▶ [Do this] Format the lines of the data below as a JSON list of strings, from the line with "Question: What bounding box encloses the pectoral" up to and including the line with "0;0;280;173". Use one string per line and leave out any blank lines.

================================

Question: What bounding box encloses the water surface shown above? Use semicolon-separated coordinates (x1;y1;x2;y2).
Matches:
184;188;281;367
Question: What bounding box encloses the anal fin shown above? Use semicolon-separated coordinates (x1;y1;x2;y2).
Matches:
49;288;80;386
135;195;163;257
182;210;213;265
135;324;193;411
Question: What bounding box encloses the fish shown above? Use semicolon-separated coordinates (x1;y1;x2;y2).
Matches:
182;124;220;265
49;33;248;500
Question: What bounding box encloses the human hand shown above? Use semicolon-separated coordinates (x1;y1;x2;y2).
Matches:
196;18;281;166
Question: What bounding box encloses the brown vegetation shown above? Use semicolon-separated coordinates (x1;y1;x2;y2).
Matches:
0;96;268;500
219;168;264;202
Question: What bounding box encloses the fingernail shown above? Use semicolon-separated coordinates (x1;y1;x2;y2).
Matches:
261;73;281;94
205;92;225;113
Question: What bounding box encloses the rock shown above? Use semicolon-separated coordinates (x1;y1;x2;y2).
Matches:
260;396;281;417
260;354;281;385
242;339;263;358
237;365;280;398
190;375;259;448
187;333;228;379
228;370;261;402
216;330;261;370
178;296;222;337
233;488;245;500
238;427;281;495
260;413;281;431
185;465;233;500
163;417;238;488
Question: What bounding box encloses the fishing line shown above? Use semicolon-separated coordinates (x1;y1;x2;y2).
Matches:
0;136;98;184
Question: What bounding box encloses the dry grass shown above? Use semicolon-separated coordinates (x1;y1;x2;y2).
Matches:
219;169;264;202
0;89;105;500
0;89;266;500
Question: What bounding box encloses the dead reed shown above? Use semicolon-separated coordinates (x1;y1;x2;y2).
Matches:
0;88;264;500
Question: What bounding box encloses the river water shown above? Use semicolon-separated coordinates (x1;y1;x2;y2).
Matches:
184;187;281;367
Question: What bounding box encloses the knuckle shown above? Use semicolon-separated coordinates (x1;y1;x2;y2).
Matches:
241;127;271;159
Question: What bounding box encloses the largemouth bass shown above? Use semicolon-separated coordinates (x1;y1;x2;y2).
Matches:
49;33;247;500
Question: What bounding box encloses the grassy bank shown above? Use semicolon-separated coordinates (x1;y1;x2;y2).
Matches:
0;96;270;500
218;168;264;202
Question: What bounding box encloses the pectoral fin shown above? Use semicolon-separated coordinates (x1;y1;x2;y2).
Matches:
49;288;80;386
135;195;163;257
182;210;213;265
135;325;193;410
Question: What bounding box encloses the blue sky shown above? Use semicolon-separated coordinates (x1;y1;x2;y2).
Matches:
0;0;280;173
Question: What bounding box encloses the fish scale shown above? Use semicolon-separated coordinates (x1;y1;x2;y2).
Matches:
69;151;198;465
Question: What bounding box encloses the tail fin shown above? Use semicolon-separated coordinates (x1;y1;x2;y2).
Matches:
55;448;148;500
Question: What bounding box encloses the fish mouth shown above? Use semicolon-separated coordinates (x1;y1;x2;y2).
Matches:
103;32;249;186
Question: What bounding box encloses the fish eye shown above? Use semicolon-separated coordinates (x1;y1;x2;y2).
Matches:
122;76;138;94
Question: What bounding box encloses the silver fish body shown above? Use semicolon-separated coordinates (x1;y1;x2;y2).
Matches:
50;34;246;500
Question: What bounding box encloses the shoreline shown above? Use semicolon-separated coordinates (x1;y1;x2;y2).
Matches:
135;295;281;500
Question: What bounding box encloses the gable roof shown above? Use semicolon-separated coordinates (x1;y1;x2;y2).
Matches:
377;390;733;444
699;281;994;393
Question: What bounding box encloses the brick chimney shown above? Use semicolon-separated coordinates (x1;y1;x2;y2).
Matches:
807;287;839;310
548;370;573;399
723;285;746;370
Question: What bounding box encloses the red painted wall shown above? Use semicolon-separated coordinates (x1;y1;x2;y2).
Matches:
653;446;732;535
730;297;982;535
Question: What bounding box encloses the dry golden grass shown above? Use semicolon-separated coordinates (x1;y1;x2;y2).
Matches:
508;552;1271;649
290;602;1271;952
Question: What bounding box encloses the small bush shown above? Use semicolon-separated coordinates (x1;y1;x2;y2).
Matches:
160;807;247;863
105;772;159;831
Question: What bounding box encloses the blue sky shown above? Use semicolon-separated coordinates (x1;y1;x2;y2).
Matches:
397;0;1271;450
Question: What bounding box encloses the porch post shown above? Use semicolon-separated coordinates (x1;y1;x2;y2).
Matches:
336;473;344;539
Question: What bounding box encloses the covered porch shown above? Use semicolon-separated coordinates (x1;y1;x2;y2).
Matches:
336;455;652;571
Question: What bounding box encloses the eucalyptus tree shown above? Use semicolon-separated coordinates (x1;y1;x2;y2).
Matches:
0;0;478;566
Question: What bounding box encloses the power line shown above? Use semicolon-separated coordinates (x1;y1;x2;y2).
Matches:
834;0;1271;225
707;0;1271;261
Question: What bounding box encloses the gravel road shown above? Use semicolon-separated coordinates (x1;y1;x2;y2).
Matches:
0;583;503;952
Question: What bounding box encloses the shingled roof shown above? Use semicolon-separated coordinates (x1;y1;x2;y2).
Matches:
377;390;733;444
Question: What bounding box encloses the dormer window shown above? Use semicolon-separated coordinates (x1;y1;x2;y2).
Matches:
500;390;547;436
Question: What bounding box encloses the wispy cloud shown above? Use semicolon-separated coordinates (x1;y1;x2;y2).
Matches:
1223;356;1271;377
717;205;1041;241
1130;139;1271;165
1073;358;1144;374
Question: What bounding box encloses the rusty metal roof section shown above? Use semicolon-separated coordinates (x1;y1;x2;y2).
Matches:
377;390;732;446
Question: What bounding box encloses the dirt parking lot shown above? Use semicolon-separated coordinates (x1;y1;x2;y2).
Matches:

================================

▶ [The answer]
[
  "Question: What bounding box encloses the pectoral fin shown above? Use semicolon-separated coordinates (x1;y1;x2;y2).",
  "Matches:",
  "49;288;80;386",
  "135;195;163;257",
  "182;210;213;265",
  "135;325;193;410",
  "Question: What bounding box encloses the blue sky shown above? Use semicolon-separated coordinates (x1;y1;x2;y2).",
  "Matches:",
  "0;0;280;173"
]